● AIM OF THE EXERCISE:
Copy out word for word the stretch of records below from the line containing "the black tank" through the line containing "column 899, row 492", including both of those lines.

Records
------------------------------------------------------------------------
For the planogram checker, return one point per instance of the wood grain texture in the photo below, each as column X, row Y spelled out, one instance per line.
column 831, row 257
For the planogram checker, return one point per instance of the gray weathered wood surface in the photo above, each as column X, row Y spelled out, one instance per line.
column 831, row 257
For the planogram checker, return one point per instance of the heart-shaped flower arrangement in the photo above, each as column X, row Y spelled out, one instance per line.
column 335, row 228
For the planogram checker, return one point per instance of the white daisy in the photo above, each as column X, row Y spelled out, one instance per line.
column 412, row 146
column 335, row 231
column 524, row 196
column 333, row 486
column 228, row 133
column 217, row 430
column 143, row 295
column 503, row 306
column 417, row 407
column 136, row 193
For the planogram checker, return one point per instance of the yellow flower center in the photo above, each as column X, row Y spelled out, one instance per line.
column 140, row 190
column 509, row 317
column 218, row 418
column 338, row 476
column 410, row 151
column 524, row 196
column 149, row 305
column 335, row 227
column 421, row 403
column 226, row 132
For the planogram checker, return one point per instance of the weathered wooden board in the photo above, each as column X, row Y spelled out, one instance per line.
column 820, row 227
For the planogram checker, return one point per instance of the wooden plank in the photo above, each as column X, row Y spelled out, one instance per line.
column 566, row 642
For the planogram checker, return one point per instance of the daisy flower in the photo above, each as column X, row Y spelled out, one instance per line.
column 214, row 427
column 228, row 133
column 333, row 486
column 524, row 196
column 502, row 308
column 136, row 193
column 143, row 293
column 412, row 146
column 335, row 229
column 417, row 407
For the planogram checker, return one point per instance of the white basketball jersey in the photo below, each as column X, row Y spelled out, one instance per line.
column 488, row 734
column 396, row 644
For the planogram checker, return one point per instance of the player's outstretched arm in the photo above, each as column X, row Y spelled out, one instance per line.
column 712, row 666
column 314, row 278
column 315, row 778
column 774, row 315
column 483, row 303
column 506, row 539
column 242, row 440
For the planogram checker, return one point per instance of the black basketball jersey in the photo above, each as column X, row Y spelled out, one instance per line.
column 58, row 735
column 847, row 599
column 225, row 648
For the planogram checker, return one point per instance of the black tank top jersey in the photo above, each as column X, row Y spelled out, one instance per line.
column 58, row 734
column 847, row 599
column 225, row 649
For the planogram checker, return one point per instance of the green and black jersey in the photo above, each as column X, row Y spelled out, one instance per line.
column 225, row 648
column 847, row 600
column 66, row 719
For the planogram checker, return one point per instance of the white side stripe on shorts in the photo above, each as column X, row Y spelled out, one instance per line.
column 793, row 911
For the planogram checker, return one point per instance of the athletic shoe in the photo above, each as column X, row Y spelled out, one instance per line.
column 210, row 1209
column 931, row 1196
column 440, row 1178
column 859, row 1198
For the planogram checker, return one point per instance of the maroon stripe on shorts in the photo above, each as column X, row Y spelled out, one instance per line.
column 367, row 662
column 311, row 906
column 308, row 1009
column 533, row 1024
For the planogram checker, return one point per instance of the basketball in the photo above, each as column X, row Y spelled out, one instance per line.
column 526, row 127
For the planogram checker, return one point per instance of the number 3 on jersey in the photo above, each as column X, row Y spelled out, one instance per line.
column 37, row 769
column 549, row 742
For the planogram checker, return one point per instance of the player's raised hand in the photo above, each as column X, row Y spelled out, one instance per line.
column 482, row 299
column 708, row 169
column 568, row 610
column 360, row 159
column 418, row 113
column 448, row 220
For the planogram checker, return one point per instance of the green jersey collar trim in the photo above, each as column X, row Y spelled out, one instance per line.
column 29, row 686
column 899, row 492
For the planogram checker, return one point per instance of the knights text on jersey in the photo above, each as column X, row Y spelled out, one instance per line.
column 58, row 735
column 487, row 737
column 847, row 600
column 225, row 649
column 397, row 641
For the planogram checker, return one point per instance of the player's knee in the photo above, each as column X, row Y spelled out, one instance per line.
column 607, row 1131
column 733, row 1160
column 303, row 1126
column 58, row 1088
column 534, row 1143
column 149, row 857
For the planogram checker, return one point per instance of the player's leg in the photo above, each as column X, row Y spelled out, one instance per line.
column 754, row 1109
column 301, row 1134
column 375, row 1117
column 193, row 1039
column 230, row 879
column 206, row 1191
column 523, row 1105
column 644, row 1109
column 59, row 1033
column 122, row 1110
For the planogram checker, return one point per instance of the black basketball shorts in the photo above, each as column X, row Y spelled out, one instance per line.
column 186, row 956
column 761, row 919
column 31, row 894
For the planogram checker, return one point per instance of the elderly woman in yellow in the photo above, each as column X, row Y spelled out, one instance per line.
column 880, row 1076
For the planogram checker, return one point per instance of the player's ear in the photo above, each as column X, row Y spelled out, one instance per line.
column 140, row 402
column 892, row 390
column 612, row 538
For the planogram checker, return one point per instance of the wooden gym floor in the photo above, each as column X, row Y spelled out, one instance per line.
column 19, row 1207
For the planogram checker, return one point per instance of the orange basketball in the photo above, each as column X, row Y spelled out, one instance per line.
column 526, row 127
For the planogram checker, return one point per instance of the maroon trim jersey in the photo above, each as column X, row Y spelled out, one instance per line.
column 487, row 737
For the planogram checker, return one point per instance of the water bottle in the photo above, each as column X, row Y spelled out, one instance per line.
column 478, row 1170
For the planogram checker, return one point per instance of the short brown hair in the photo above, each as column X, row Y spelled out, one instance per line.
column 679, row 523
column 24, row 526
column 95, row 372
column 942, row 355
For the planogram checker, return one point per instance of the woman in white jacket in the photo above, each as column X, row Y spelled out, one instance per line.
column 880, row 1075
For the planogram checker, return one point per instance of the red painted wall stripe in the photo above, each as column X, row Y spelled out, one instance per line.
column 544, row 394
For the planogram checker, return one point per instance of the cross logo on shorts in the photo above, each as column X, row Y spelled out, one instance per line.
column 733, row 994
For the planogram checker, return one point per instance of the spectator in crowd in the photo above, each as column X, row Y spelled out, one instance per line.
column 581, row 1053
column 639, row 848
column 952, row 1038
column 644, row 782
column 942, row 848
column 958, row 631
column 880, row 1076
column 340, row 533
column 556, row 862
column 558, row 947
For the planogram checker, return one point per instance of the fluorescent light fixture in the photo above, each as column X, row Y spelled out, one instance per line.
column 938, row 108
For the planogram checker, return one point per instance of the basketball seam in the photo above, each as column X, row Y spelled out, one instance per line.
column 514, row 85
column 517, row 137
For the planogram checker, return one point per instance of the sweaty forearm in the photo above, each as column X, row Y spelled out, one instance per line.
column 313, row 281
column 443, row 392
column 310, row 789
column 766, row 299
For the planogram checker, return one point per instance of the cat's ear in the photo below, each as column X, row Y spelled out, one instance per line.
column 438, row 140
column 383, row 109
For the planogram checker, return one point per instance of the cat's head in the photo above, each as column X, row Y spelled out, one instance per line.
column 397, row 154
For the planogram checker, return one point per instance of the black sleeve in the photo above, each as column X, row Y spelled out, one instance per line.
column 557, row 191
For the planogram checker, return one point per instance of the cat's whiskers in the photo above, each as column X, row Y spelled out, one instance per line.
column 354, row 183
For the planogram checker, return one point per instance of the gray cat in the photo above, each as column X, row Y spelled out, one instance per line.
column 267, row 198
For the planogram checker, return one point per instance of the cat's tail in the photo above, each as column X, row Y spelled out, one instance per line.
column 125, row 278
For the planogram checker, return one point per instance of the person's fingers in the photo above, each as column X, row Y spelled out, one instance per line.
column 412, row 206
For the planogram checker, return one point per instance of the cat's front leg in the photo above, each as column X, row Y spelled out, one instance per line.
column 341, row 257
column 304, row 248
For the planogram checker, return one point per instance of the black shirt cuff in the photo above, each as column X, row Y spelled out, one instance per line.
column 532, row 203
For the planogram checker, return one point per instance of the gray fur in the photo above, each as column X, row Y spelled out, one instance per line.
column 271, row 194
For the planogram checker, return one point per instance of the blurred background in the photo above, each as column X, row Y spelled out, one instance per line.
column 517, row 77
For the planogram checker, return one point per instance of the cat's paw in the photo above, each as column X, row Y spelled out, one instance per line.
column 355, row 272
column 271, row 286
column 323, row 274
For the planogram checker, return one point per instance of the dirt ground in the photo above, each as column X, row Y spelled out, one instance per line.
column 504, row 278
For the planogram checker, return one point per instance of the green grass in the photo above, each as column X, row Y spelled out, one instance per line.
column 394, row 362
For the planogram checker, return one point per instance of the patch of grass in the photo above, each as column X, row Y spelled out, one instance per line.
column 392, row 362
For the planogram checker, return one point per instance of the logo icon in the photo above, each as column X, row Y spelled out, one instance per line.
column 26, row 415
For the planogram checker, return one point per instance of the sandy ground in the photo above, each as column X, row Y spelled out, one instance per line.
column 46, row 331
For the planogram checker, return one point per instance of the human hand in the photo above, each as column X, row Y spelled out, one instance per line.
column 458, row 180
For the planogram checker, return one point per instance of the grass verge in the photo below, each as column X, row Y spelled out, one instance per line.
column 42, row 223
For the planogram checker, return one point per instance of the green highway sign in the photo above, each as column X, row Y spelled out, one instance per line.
------------------------------------------------------------------------
● FINAL ANSWER:
For the planogram checker, return one point per instance of the black tank top jersey in the photo above, each as column X, row Y spelled out, one instance per line.
column 58, row 734
column 847, row 599
column 225, row 649
For the planogram checker, return one point per instance of the green and black jersey in the photo above, each as column X, row Y spelled out, one instance per line.
column 225, row 648
column 847, row 600
column 66, row 719
For the planogram checker, return one point per instance of the white side stripe on shorts in the photo above, each as column X, row Y spelled out, one instance per line.
column 793, row 911
For the planogram checker, return one point per instance of the athletic shoe in the photo above, each as column X, row Y spelled out, one instance per line.
column 210, row 1209
column 931, row 1196
column 440, row 1178
column 859, row 1198
For the planogram checker, return one point per instance of the maroon stripe on shorts in the photo above, each as column X, row Y spelled out, one instance per line.
column 367, row 662
column 311, row 906
column 308, row 1009
column 533, row 1024
For the planogram checker, return one point per instance of the basketball in the photo above, each as column X, row Y spelled out, one instance per line.
column 526, row 127
For the planogram checker, return one point per instance of the number 3 on jersey in the photo above, each as column X, row Y spelled out, one instance per line.
column 37, row 769
column 549, row 742
For the planogram checker, return one point per instance of the player's raised hand in the photo above, each as column X, row Y spelled out, one instance per line.
column 482, row 299
column 708, row 169
column 568, row 610
column 360, row 159
column 418, row 113
column 448, row 220
For the planogram checker, return one point per instance of the green jersey collar trim in the photo above, each as column X, row Y spelled out, one instance per line.
column 29, row 686
column 899, row 492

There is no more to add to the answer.